§ **CONSIGNE ÉCRITE 1**:
Répondez aux questions suivantes à partir de l'extrait ci-dessous sur la messe du Pape à Redipuglia :
(a) Combien de soldats austro-hongrois reposent au cimetière militaire de Fogliano di Redipuglia ?
(b) Par quel moyen le Pape est-il arrivé du Vatican ?
(c) En quelle année le tombeau du prince Emanuele de Savoie-Aoste a-t-il été inauguré ?

§ **EXTRAIT DU DOCUMENT**:
Cité
du Vatican,13 septembre 2014 (VIS). A l'occasion du premier
centenaire de la grande guerre, le Pape a célébré une messe au
mémorial militaire italien de Redipuglia (au Frioul). Arrivé du
Vatican en hélicoptère vers 9 h, il s'est aussitôt rendu par le
route au cimetière militaire de Fogliano di Redipuglia où reposent
14.550 soldats austro-hongrois "unis dans la mort comme dans la
vie". Il a déposé une couronne sur le monument central
abritant les restes de 7.000 soldats anonymes. Puis il a gagné le
pied du Sei Busi, montagne disputée au début du conflit, pour
visiter le cimetière monumental italien de Redipuglia où reposent
plus de 100.000 soldats tombés au front. Au centre se trouve le
tombeau du prince Emanuele de Savoie-Aoste, commandant de la III
Armée, inauguré en 1938 en présence de 50.000 vétérans de la
première guerre mondiale.

§ **CONSIGNE ÉCRITE 2**: Sélectionnez, s'il vous plaît, chaque ligne des enregistrements ci-dessous qui contient la chaîne "pixel", en tenant compte de la casse.

§ **DONNÉES SOURCES**:
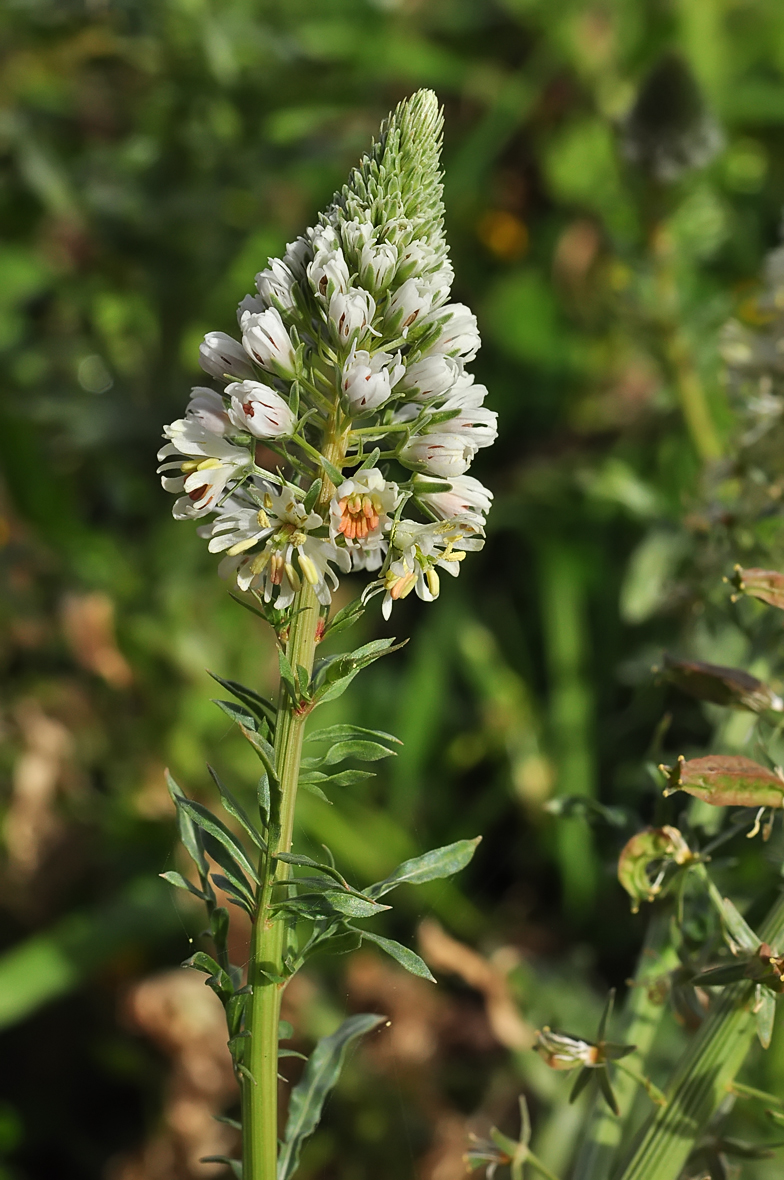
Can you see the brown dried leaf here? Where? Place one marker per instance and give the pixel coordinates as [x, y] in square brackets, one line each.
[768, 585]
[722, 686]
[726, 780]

--

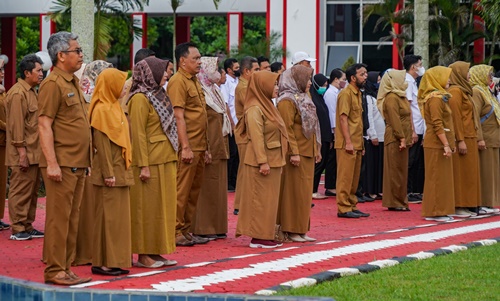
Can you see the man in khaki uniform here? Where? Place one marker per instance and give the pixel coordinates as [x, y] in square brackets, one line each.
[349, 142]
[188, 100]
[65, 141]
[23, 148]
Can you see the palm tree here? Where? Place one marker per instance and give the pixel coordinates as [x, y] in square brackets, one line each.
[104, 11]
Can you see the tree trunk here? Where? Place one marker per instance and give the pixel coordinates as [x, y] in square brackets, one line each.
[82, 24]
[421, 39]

...

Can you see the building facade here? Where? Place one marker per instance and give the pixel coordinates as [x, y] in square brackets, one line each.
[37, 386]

§ **RÉSULTAT 1**:
(a) 14.550 soldats austro-hongrois.
(b) En hélicoptère.
(c) En 1938.

§ **RÉSULTAT 2**:
Can you see the brown dried leaf here? Where? Place one marker per instance and give the pixel coordinates as [x, y] in square brackets, one line each.
Can you see the man in khaki uniform here? Where? Place one marker per instance and give the pixel coordinates as [x, y] in square brackets, one line each.
Can you see the palm tree here? Where? Place one marker per instance and give the pixel coordinates as [x, y] in square brackets, one line each.
Can you see the tree trunk here? Where? Place one marker per instance and give the pixel coordinates as [x, y] in square brackets, one line each.
Can you see the building facade here? Where? Place one marker per instance and give the pixel coordinates as [x, y] in square brackets, one line each.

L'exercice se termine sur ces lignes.